··· Input records ···

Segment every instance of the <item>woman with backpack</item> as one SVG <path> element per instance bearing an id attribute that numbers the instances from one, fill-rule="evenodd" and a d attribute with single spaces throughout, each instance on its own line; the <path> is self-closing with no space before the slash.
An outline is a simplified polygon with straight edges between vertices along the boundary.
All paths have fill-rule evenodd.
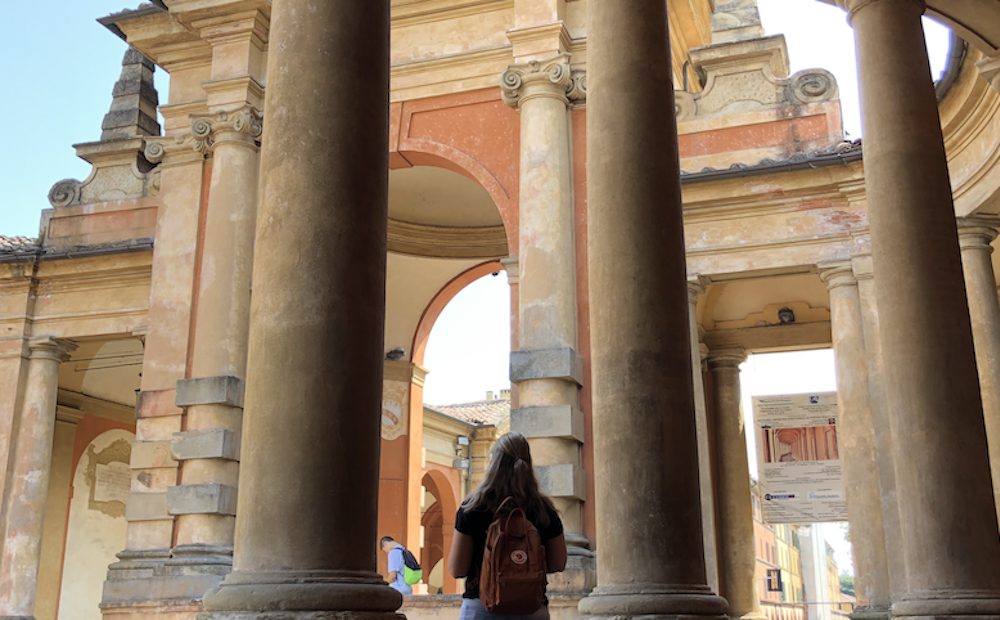
<path id="1" fill-rule="evenodd" d="M 566 539 L 552 501 L 538 490 L 528 440 L 500 437 L 483 482 L 455 517 L 451 573 L 465 577 L 459 620 L 546 620 L 547 573 L 566 568 Z"/>

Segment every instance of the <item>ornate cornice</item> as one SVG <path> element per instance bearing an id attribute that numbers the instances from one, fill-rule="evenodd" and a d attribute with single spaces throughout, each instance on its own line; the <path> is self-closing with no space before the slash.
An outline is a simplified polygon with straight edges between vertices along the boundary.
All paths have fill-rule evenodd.
<path id="1" fill-rule="evenodd" d="M 546 61 L 532 60 L 510 65 L 500 78 L 504 103 L 520 107 L 535 97 L 552 97 L 565 104 L 587 99 L 587 74 L 574 71 L 570 55 L 563 53 Z"/>
<path id="2" fill-rule="evenodd" d="M 979 75 L 990 83 L 993 88 L 1000 90 L 1000 53 L 994 56 L 986 56 L 976 63 Z"/>
<path id="3" fill-rule="evenodd" d="M 507 256 L 503 226 L 430 226 L 389 220 L 389 251 L 438 258 Z"/>
<path id="4" fill-rule="evenodd" d="M 158 164 L 175 153 L 197 153 L 204 157 L 216 144 L 235 141 L 260 145 L 264 130 L 264 117 L 253 106 L 236 110 L 192 114 L 191 129 L 176 136 L 147 140 L 145 156 L 150 163 Z"/>

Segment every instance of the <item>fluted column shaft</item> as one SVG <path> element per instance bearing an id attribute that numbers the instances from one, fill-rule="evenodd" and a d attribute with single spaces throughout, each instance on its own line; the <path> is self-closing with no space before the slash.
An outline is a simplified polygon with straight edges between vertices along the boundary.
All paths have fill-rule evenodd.
<path id="1" fill-rule="evenodd" d="M 398 617 L 375 572 L 388 34 L 388 0 L 272 4 L 234 571 L 211 618 Z"/>
<path id="2" fill-rule="evenodd" d="M 757 554 L 746 424 L 740 406 L 740 364 L 746 358 L 746 351 L 736 348 L 708 353 L 715 396 L 712 428 L 718 472 L 719 594 L 729 601 L 730 617 L 762 618 L 754 580 Z"/>
<path id="3" fill-rule="evenodd" d="M 504 99 L 521 121 L 518 350 L 511 354 L 518 407 L 511 429 L 529 438 L 539 484 L 566 528 L 570 563 L 553 586 L 589 591 L 593 567 L 579 565 L 591 555 L 583 535 L 583 377 L 567 372 L 581 367 L 567 109 L 572 85 L 568 54 L 511 65 L 502 78 Z"/>
<path id="4" fill-rule="evenodd" d="M 721 617 L 705 585 L 667 8 L 588 6 L 597 581 L 585 615 Z"/>
<path id="5" fill-rule="evenodd" d="M 698 296 L 705 291 L 697 280 L 688 280 L 688 317 L 691 325 L 691 378 L 694 387 L 695 431 L 698 434 L 698 485 L 701 489 L 702 544 L 705 545 L 705 576 L 709 587 L 719 588 L 719 549 L 715 523 L 715 487 L 712 483 L 711 442 L 708 408 L 702 376 L 702 344 L 698 328 Z"/>
<path id="6" fill-rule="evenodd" d="M 865 617 L 886 617 L 891 602 L 889 570 L 868 392 L 868 355 L 861 296 L 850 264 L 828 266 L 820 272 L 820 277 L 830 289 L 840 410 L 837 428 L 843 455 L 841 462 L 859 612 L 864 612 Z"/>
<path id="7" fill-rule="evenodd" d="M 56 425 L 59 363 L 76 345 L 40 337 L 28 343 L 24 402 L 14 444 L 0 553 L 0 618 L 34 618 L 45 499 Z"/>
<path id="8" fill-rule="evenodd" d="M 1000 219 L 962 218 L 958 242 L 962 250 L 962 271 L 969 296 L 972 340 L 976 347 L 976 368 L 983 398 L 983 419 L 990 452 L 993 498 L 1000 520 L 1000 301 L 993 273 L 993 246 Z"/>
<path id="9" fill-rule="evenodd" d="M 899 616 L 1000 614 L 1000 539 L 918 0 L 851 0 L 906 564 Z"/>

···

Task:
Going line by line through the data, tally each one that includes the string "before", and answer with the tally only.

Output for this exercise:
3